*** Opening of Dataset records ***

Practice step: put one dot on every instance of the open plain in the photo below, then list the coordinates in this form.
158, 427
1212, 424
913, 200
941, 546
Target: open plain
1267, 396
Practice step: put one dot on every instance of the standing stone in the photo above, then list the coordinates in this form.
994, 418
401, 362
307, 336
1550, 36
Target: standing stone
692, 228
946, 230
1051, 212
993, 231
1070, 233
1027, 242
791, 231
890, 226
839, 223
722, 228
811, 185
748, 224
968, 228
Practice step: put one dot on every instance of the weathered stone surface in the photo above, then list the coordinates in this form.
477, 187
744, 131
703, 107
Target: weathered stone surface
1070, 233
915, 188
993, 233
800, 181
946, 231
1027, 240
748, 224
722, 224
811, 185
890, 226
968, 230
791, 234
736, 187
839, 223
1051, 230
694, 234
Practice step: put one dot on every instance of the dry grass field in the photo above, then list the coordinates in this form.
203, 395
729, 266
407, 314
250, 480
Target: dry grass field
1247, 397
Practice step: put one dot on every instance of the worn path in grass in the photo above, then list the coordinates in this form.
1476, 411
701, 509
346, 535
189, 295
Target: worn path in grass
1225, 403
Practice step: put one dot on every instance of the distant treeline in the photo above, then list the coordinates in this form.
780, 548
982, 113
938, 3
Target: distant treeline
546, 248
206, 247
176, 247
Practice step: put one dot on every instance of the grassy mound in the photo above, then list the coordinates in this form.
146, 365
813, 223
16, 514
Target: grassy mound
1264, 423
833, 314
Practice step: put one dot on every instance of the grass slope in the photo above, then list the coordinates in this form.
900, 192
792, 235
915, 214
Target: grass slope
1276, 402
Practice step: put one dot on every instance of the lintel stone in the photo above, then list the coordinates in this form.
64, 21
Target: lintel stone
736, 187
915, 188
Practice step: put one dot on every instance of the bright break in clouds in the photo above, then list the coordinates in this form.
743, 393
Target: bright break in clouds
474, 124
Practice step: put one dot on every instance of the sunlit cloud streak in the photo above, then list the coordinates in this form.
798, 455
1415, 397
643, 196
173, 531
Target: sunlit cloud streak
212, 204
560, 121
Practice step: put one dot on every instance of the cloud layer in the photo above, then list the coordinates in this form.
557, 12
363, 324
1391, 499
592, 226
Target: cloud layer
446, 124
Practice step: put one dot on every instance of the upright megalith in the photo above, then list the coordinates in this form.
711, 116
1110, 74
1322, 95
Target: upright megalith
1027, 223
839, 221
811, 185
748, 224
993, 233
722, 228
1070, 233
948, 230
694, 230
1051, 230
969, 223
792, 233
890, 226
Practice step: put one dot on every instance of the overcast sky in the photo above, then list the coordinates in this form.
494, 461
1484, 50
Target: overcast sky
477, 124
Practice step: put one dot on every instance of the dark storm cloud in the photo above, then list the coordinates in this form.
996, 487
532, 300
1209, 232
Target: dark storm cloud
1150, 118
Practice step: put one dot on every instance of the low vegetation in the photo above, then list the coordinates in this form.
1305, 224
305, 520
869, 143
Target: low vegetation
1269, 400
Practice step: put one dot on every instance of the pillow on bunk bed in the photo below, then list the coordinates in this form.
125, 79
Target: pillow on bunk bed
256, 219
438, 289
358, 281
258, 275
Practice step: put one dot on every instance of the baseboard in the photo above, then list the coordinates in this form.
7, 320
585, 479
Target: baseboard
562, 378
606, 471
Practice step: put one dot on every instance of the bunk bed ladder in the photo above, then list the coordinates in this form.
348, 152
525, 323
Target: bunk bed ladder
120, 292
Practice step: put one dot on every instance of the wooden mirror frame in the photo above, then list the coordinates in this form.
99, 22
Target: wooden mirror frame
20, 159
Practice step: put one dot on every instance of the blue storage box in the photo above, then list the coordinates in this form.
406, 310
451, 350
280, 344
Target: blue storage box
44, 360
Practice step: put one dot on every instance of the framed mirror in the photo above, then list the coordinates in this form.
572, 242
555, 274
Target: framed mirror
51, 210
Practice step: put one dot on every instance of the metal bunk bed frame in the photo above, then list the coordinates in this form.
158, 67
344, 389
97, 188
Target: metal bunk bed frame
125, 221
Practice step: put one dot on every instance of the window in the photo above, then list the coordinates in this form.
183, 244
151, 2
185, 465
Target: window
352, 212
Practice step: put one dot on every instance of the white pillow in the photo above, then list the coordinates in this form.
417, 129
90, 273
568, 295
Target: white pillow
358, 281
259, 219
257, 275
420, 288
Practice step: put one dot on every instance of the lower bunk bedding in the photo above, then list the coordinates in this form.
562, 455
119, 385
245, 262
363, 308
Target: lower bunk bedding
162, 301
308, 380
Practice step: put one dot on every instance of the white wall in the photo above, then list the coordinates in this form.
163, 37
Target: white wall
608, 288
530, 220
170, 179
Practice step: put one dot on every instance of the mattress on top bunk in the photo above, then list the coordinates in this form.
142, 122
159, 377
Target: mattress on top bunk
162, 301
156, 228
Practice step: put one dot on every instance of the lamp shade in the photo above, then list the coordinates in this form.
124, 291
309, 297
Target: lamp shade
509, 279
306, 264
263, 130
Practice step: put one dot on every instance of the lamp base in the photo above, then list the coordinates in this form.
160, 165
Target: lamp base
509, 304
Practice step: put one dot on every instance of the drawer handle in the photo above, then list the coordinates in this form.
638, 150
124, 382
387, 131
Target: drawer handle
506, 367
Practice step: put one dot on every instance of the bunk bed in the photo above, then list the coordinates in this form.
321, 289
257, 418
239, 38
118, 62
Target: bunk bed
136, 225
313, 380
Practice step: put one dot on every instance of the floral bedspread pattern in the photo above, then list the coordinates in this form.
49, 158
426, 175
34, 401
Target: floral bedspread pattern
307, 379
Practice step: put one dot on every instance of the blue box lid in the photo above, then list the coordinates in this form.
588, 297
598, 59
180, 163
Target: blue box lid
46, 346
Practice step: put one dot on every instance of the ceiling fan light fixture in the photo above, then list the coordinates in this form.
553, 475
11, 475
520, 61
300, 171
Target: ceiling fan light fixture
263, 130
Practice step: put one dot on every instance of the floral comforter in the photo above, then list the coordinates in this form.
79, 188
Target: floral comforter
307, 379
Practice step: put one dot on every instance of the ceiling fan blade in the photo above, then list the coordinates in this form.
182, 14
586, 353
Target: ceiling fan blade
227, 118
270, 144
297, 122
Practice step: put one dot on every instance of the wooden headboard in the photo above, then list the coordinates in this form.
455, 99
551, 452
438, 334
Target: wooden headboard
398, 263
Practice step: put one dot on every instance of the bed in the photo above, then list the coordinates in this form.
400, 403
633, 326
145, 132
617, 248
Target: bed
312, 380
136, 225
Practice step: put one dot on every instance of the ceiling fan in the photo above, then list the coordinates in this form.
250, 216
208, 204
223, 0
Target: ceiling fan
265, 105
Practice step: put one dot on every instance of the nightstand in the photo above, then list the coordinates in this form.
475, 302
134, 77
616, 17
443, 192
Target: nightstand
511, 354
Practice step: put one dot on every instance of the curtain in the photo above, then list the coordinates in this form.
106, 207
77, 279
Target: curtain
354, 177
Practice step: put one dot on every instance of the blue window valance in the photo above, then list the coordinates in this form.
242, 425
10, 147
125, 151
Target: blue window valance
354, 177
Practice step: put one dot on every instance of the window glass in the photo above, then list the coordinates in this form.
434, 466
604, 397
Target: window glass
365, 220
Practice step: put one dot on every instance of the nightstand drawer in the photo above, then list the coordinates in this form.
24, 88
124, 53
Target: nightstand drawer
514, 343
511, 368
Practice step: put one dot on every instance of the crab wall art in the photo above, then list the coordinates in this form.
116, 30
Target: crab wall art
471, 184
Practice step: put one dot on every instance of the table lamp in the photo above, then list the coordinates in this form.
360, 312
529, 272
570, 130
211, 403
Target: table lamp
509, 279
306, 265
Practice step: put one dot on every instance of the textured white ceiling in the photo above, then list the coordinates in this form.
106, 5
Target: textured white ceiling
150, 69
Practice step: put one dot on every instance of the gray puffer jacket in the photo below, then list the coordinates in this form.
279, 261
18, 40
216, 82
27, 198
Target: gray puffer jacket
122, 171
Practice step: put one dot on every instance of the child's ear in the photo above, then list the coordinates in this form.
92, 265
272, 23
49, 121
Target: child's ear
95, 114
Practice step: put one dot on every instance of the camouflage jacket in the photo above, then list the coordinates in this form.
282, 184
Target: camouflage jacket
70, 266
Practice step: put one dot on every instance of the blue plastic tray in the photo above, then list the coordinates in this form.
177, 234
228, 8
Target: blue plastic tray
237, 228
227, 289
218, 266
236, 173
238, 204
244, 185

*** Close of Dataset records ***

What is required - Return all lines of the material that have "below" in them.

Output of the exercise -
Practice step: put one dot on every instance of the open plain in the photo below, then list the coordinates in this form.
Practice step: put one dot on every instance of the pillow on bunk bed in the photo below, then list the coordinates in this form.
Practice step: put one dot on every instance of the gray puffer jacket in the photo below, then list the coordinates in this form.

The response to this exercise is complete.